### [GIVEN INSTRUCTION]
Please return the following lines word for word, with no changes.

>> Start RECORDS

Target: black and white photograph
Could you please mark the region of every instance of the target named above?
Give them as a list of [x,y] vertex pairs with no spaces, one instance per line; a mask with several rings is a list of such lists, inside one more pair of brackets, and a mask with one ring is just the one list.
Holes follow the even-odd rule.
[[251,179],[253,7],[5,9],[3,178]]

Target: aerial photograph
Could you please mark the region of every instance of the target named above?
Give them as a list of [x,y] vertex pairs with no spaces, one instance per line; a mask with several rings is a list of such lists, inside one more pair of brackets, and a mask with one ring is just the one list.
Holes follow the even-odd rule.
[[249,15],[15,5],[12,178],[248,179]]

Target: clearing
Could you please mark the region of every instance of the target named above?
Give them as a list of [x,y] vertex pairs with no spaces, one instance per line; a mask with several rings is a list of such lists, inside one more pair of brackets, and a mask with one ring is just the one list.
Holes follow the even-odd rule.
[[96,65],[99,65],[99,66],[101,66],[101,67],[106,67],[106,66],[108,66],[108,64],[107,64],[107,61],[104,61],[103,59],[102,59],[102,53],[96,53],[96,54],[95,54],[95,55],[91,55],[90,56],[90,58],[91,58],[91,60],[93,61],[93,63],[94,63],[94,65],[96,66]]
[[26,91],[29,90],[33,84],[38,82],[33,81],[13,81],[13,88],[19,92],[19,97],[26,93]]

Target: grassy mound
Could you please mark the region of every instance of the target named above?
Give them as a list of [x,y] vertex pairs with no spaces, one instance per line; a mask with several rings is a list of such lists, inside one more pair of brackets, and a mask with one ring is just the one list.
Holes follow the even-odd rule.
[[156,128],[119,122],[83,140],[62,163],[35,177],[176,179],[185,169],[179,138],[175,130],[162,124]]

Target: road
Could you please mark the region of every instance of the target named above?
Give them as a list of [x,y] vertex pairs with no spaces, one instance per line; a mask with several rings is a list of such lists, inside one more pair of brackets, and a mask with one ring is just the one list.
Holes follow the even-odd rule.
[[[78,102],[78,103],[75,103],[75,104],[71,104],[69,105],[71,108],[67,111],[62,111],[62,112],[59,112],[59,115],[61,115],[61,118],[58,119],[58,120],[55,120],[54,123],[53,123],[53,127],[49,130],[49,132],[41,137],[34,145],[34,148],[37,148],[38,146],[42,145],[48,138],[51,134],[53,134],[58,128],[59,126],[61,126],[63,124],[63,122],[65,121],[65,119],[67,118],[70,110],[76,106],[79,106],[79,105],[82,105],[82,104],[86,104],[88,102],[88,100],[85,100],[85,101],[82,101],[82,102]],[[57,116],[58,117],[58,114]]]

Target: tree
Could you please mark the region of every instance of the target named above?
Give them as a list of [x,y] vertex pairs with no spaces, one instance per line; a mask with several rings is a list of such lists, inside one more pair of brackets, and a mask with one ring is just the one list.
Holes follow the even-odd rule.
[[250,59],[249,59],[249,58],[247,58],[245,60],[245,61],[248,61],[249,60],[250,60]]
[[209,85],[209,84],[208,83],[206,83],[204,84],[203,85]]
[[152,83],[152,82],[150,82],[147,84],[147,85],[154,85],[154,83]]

>> End RECORDS

### [IN RESPONSE]
Target: black and white photograph
Could you please mark the region of every instance of the target named above?
Give them as a list of [x,y] vertex pairs with no spaces, one instance per line; a mask with several rings is a list of such lists, inside one more pair of brackets, and a mask with one ring is just the one list.
Holes follow the even-odd rule.
[[251,179],[253,7],[5,9],[3,178]]

Target: aerial photograph
Could you please mark the region of every instance of the target named above?
Give them as a list of [x,y] vertex pairs with no spaces, one instance per line; a mask with several rings is a list of such lists, inside one more pair of brackets, and a mask with one ring is just the one list.
Holes follow the even-odd rule.
[[249,15],[15,5],[12,178],[248,179]]

Target: clearing
Could you please mark the region of every instance of the target named above?
Give them as a list of [x,y] vertex pairs with no spaces, one instance per line; a mask with several rings is a list of such lists, inside one more pair of brackets, and a mask with one ring is just the one list.
Holes follow the even-odd rule.
[[96,65],[99,65],[99,66],[101,66],[101,67],[106,67],[106,66],[108,66],[108,64],[107,64],[107,61],[104,61],[103,59],[102,59],[102,53],[96,53],[96,54],[95,54],[95,55],[91,55],[90,56],[90,58],[91,58],[91,60],[93,61],[93,63],[94,63],[94,65],[96,66]]
[[26,91],[29,90],[33,84],[38,82],[33,81],[13,81],[13,88],[19,92],[19,97],[26,93]]

Target: grassy mound
Could you please mark the region of every instance of the target named above?
Give them as a list of [x,y] vertex pairs with no spaces, one instance per line; a mask with several rings is a list of such lists, inside one more pair of brackets, and a mask with one ring is just the one list.
Holes follow the even-odd rule.
[[156,128],[119,122],[83,140],[62,163],[35,177],[176,179],[185,169],[179,138],[175,130],[162,124]]

Target: road
Could you please mark the region of every instance of the target named above?
Give them as a list of [x,y] vertex pairs with no spaces, one instance per line; a mask with several rings is a list of such lists, inside one more pair of brackets, and a mask with one ring is just the one list.
Holes follow the even-odd rule.
[[[78,102],[78,103],[75,103],[75,104],[71,104],[69,105],[71,108],[67,111],[62,111],[62,112],[59,112],[59,115],[61,115],[61,118],[58,119],[58,120],[55,120],[54,123],[53,123],[53,127],[49,130],[49,132],[41,137],[34,145],[34,148],[37,148],[38,146],[42,145],[48,138],[51,134],[53,134],[58,128],[59,126],[61,126],[63,124],[63,122],[65,121],[65,119],[67,118],[70,110],[76,106],[79,106],[79,105],[82,105],[82,104],[86,104],[88,102],[88,100],[85,100],[85,101],[82,101],[82,102]],[[57,116],[58,117],[58,114]]]

Target: tree
Could you please mark the region of every instance of the target named above?
Give them as a list of [x,y] vertex pairs with no spaces, one instance per line; a mask with several rings is a list of such lists, inside one more pair of brackets, and a mask with one ring is just the one list.
Holes follow the even-odd rule.
[[250,59],[249,59],[249,58],[247,58],[245,60],[245,61],[248,61],[249,60],[250,60]]
[[209,85],[209,84],[208,83],[206,83],[204,84],[203,85]]
[[152,83],[152,82],[150,82],[147,84],[147,85],[154,85],[154,83]]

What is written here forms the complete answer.